● **Problems to work on**
- A) According to the passage on police officers and emotional silence, why do we need to talk about depression and thoughts of suicide in policing? Answer in one to three sentences.
- B) List the three significant issues that the passage on police officers and emotional silence says often follow from officers not being able to share their personal emotions.
- C) Continue the passage on police officers and emotional silence, starting after its final sentence.
*** Page excerpt Section Begins ***
In fact, after a critical incident or newsworthy story, Officers are often encouraged or told outright to say nothing to anyone including other officers, the public and their family. So ultimately, officers are being told that ‘suffer in silence’ due to potential “legal issues” rather than find ways officers can safely get emotional support. While every officer understands of what legally can be shared with others, not being able to share your personal emotions often leads to three significant issues: 1) officers feel they have no voice to stand up for themselves or their police career, 2) officers and sometimes uninformed lawyers, think that that an officer cannot reach out to a therapist as they will not have confidentiality, and 3) the officer will experience mental health issues and will not seek treatment. Each of these issues can lead to feelings of helplessness and hopelessness, which both can lead to symptoms of depression and thoughts of suicide. While we would like to think that depression and thoughts of suicide are rare in policing, they are not, and we need to talk about it as not talking about it leads to officers choosing to do nothing or abusing substances which leads to more problems or the worst outcome suicide.
*** Page excerpt Section Ends ***
*** Provided information Section Begins ***
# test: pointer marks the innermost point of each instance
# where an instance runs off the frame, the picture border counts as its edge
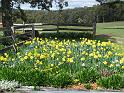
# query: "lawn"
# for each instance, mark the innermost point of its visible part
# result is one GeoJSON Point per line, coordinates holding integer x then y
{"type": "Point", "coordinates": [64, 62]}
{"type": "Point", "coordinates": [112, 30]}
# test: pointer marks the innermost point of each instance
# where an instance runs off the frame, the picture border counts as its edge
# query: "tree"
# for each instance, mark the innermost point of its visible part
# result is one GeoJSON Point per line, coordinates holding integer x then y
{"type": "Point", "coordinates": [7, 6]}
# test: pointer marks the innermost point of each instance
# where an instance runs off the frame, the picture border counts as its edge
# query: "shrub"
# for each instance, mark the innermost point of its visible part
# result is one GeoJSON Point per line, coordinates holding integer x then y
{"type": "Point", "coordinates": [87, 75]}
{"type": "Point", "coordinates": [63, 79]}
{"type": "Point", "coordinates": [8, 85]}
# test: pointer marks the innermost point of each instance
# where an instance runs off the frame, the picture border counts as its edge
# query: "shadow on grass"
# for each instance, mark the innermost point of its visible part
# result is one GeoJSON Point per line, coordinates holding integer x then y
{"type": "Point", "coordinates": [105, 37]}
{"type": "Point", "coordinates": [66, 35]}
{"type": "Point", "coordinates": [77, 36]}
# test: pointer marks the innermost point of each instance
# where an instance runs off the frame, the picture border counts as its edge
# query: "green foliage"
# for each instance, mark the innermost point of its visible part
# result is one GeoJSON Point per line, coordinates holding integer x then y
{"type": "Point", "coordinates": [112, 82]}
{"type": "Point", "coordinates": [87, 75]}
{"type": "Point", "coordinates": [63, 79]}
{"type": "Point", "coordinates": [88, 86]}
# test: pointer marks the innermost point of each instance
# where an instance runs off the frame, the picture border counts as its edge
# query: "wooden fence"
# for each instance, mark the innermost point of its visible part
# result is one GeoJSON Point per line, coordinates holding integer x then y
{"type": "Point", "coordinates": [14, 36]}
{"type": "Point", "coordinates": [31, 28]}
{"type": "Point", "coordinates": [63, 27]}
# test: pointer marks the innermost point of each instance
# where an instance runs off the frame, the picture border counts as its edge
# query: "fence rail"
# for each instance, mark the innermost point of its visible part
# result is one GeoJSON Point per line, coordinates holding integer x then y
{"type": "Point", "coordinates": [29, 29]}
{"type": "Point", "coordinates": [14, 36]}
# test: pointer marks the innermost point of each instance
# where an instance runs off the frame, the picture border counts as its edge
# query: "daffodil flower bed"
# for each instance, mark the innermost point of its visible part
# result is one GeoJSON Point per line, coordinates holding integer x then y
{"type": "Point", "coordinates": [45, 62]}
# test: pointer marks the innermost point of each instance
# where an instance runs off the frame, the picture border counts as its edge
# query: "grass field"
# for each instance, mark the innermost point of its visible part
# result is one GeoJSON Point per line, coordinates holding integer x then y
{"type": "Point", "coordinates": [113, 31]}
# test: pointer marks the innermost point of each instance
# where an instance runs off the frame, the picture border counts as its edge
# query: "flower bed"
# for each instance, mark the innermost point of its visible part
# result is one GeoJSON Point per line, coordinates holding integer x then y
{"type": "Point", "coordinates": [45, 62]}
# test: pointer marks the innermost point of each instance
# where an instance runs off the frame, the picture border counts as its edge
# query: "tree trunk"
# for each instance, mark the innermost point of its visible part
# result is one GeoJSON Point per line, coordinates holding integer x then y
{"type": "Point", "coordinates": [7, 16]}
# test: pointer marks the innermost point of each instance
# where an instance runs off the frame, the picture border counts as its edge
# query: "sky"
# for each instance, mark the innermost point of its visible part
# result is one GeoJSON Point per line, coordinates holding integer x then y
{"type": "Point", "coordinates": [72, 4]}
*** Provided information Section Ends ***
*** Provided information Section Begins ***
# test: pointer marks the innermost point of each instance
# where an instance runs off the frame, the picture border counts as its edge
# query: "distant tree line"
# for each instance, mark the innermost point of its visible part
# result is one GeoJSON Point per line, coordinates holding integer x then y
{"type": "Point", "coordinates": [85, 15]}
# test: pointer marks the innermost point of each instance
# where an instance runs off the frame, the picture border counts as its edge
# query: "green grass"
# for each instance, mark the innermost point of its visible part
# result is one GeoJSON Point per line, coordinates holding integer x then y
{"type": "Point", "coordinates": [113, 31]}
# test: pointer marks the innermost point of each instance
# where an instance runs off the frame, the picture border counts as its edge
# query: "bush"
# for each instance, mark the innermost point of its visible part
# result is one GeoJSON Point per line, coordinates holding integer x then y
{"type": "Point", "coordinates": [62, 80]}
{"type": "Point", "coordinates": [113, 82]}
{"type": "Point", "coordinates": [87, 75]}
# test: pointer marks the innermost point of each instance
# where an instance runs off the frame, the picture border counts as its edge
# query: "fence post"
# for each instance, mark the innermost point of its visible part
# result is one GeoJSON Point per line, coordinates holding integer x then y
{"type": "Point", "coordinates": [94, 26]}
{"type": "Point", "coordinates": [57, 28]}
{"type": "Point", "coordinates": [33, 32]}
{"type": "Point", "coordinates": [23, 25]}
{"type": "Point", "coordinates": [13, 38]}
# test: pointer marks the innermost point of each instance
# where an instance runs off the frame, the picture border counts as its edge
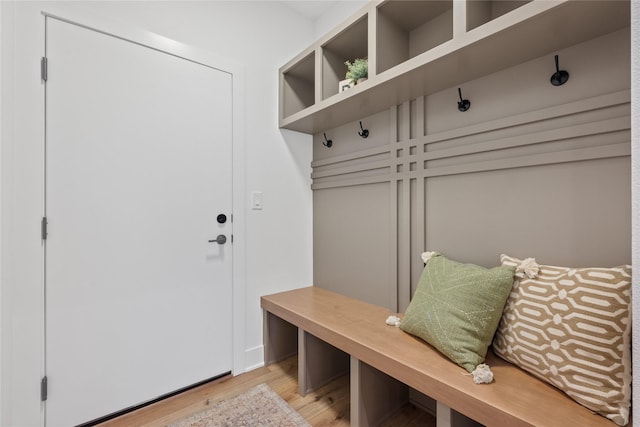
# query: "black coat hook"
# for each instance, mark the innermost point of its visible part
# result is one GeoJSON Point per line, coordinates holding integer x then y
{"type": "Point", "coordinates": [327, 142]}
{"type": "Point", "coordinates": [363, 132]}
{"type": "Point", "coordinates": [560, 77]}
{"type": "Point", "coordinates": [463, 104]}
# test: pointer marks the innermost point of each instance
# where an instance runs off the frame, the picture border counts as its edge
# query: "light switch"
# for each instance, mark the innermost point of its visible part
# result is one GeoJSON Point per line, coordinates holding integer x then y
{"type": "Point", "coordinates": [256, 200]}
*** Provided information Section Ends ***
*** Provided information Section Begins ***
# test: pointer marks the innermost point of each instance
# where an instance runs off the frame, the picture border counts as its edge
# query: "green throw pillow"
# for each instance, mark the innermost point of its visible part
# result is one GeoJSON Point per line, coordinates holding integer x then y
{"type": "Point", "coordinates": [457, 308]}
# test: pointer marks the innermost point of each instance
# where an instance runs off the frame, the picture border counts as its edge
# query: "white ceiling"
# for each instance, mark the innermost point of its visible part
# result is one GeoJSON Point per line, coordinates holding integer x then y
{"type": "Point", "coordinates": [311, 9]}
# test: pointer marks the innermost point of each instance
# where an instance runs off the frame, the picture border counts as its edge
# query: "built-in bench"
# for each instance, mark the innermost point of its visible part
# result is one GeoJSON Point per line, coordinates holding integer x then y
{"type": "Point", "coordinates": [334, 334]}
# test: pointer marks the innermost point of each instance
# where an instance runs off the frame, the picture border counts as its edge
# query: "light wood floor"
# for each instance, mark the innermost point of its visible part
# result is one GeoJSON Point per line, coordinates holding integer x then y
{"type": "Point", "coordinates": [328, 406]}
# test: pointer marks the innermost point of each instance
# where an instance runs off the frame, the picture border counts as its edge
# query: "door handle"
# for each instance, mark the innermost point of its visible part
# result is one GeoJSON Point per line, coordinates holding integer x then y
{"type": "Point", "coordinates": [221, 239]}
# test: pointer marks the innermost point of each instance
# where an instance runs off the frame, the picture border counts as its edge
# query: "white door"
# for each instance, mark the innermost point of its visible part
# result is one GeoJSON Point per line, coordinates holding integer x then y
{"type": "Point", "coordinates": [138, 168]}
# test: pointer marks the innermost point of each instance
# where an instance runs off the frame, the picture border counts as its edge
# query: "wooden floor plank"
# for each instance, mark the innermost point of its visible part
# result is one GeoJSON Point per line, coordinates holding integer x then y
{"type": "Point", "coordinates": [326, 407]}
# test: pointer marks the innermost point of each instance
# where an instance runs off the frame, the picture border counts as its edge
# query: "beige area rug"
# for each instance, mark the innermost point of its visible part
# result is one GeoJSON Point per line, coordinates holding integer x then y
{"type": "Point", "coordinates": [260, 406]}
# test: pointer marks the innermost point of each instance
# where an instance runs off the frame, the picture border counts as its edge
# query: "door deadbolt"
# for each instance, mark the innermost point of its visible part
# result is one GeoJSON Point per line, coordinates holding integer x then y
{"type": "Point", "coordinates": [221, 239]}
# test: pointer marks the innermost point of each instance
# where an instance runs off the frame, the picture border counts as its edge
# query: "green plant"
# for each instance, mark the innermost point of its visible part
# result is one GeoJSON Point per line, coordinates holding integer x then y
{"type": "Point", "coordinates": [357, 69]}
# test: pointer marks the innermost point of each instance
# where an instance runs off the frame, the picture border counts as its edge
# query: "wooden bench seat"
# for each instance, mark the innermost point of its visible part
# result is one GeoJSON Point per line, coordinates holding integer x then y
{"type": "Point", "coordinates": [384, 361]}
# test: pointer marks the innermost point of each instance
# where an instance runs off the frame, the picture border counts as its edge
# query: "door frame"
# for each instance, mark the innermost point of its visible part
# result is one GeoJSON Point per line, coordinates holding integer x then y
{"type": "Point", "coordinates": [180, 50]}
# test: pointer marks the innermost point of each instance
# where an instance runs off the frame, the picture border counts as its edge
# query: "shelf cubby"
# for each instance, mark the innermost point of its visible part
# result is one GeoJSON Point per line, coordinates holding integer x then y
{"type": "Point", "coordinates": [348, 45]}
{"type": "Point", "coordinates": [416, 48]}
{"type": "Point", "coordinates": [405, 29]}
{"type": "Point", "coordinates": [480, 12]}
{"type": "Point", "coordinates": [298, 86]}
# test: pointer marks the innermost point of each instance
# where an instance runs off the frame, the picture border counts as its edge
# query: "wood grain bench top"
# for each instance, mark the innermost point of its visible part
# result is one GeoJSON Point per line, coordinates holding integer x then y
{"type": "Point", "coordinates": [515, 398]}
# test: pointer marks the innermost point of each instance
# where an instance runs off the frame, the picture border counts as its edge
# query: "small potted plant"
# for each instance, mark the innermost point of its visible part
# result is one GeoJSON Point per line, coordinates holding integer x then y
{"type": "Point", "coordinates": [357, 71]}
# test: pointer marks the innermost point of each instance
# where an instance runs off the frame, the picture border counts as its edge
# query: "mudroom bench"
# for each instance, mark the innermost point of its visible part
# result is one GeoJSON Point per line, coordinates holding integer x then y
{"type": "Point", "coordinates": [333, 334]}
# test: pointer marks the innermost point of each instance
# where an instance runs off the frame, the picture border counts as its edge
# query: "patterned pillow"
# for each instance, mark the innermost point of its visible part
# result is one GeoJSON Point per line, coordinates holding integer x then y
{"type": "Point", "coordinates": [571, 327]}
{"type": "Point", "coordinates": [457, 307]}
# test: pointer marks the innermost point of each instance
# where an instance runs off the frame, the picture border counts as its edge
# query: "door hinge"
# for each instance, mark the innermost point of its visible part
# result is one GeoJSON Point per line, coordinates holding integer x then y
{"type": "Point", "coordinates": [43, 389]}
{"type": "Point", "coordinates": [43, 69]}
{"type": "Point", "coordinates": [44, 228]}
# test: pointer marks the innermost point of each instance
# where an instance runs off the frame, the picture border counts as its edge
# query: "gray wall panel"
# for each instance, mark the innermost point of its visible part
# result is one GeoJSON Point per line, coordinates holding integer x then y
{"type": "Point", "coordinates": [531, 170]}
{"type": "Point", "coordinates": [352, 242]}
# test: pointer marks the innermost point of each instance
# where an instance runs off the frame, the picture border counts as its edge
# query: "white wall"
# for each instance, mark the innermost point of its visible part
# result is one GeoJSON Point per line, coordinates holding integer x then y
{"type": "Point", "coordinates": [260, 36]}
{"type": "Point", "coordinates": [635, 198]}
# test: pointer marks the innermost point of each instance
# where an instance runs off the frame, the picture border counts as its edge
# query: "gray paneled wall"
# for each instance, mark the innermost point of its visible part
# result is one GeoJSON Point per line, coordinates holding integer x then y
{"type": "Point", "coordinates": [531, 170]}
*** Provided information Section Ends ***
● **Outputs for the tasks**
- A) Depression and thoughts of suicide are not rare in policing. Not talking about them leads officers to do nothing or to abuse substances. That leads to more problems or to the worst outcome, suicide.

- B)
1) Officers feel they have no voice to stand up for themselves or their police career.
2) Officers, and sometimes uninformed lawyers, think that an officer cannot reach out to a therapist because they will not have confidentiality.
3) The officer will experience mental health issues and will not seek treatment.

- C)
Depression and suicidal thinking is more common than once thought in policing. In a recent 2020 study of Dallas Texas police officers, 24% of the officers had positive screenings for a mental health issue (Jetelina, et al, 2020). Of note is that 12% of the members admitted to having a mental health issue during their life but only 17% had reached out for help. In this study Dallas officers continue to report 4 barriers to seeking treatment which are: 1) inability to identify when they are experiencing a mental illness, (2) concerns about confidentiality, (3) belief that psychologists cannot relate to their occupation, and (4) stigma that officers who seek mental health services are not fit for duty.

To help officers feel that they have more of a voice and can manage their feelings officers should consider the following:

· Write to your congressman and politicians as a citizen to share what you would like them to support politically. Remember if each officer in the state of Illinois wrote to their politicians that would account for approximately 1 million letters. You do make a difference.

· Get involved in community programs that support your views and beliefs.

· Take time away from social media and the news or give yourself scheduled time or a specific amount of time to get your news.

· Find fun in your life, exercise and eat healthy meals.

· Prioritize sleep as a lack of sleep can increase mental health issues.

· Find a licensed therapist who specializes in law enforcement and is bound to hold your confidentiality. Remember therapists have to maintain confidentiality or they can lose their license.

· Get the facts about confidentiality and the ability of a lawyer to subpoena your psychological records. Although officers often feel that it is easy to do, it is not. The First Responders Wellness Center have seen officers for over 11 years and have never been subpoenaed for progress notes regarding a shooting despite seeing many officers who have been in an OIS.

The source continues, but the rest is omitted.